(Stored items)
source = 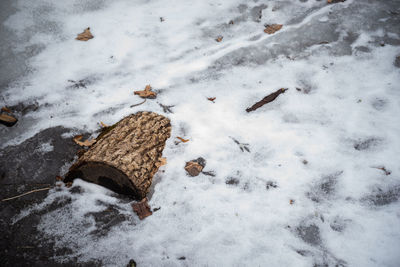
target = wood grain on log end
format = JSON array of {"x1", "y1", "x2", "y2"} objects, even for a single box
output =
[{"x1": 65, "y1": 111, "x2": 171, "y2": 199}]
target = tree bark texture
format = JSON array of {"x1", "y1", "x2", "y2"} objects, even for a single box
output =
[{"x1": 65, "y1": 112, "x2": 171, "y2": 199}]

Task goal
Copy out the preceding entries without a single change, leaving out the pictures.

Answer to this task
source = 
target = wood grain on log end
format = JSON array of {"x1", "y1", "x2", "y2"} objects, even for a single box
output =
[{"x1": 65, "y1": 111, "x2": 171, "y2": 199}]
target = tree bark texture
format = JSON array of {"x1", "y1", "x2", "y2"} objects, even for a single box
output =
[{"x1": 65, "y1": 112, "x2": 171, "y2": 199}]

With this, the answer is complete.